### Data for the task:
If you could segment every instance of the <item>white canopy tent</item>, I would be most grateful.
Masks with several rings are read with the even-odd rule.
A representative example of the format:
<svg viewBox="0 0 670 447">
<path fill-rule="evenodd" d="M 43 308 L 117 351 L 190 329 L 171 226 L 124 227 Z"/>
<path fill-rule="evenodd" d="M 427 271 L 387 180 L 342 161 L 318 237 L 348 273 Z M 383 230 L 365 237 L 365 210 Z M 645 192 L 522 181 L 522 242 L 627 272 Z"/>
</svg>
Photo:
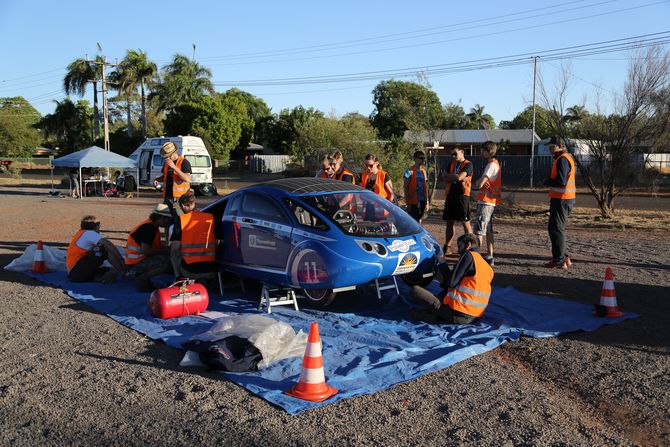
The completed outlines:
<svg viewBox="0 0 670 447">
<path fill-rule="evenodd" d="M 79 168 L 79 198 L 82 197 L 82 185 L 84 183 L 81 176 L 82 168 L 135 168 L 135 178 L 140 178 L 139 168 L 134 160 L 115 154 L 114 152 L 106 151 L 98 146 L 91 146 L 55 159 L 51 165 L 52 179 L 54 166 Z M 139 196 L 140 184 L 139 182 L 135 183 L 137 185 L 137 195 Z"/>
</svg>

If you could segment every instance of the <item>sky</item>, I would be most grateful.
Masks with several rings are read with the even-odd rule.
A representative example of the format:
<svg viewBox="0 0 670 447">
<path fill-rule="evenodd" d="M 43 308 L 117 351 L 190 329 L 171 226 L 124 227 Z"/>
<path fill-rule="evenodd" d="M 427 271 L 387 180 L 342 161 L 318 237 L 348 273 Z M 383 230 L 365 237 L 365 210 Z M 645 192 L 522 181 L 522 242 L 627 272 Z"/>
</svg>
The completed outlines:
<svg viewBox="0 0 670 447">
<path fill-rule="evenodd" d="M 51 113 L 65 97 L 70 62 L 97 54 L 114 62 L 141 49 L 159 67 L 176 53 L 195 57 L 217 91 L 237 87 L 275 113 L 302 105 L 368 115 L 374 87 L 393 78 L 428 83 L 443 104 L 466 112 L 483 105 L 499 122 L 531 104 L 533 55 L 548 88 L 570 69 L 570 105 L 592 109 L 600 98 L 607 107 L 632 50 L 546 52 L 669 32 L 669 19 L 670 0 L 0 0 L 0 97 L 23 96 Z M 512 55 L 514 63 L 490 64 Z M 449 70 L 466 61 L 481 62 Z"/>
</svg>

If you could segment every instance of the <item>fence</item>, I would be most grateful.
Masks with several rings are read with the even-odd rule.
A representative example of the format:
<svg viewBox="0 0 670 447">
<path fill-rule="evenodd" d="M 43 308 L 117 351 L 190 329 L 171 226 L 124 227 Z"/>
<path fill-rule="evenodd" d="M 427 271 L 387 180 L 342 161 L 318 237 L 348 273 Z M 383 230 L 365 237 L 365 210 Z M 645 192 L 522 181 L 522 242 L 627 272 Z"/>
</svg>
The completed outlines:
<svg viewBox="0 0 670 447">
<path fill-rule="evenodd" d="M 291 162 L 289 155 L 254 155 L 249 157 L 251 172 L 257 174 L 273 174 L 286 171 Z"/>
<path fill-rule="evenodd" d="M 465 157 L 471 161 L 474 168 L 473 178 L 477 179 L 484 172 L 486 160 L 478 156 Z M 504 185 L 530 186 L 530 155 L 500 155 L 496 157 L 500 163 Z M 452 157 L 438 155 L 436 157 L 437 169 L 446 172 Z M 538 186 L 549 177 L 551 173 L 551 155 L 536 155 L 533 157 L 533 185 Z"/>
<path fill-rule="evenodd" d="M 10 166 L 15 169 L 49 169 L 53 156 L 33 158 L 0 158 L 0 160 L 11 162 Z"/>
</svg>

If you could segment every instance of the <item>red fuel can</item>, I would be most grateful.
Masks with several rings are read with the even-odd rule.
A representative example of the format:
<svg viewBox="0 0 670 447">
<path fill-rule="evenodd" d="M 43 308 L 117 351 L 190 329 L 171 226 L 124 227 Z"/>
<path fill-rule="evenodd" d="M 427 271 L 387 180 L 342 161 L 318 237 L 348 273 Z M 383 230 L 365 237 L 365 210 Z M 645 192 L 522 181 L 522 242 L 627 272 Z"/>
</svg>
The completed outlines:
<svg viewBox="0 0 670 447">
<path fill-rule="evenodd" d="M 207 289 L 193 281 L 176 282 L 170 287 L 154 290 L 149 297 L 151 313 L 163 320 L 204 312 L 208 305 Z"/>
</svg>

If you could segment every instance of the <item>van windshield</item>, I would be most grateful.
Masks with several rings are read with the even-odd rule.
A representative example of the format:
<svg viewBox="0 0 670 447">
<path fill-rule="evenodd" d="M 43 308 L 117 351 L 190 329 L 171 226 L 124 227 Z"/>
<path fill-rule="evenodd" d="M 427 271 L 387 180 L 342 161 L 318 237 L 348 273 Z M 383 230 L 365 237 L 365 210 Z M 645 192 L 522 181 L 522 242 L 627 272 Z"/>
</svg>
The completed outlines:
<svg viewBox="0 0 670 447">
<path fill-rule="evenodd" d="M 212 166 L 212 161 L 207 155 L 186 155 L 184 158 L 191 163 L 192 168 L 209 168 Z"/>
</svg>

### Task requirements:
Write down how many lines of the data above contain the string "every", and include nothing besides that number.

### Task response:
5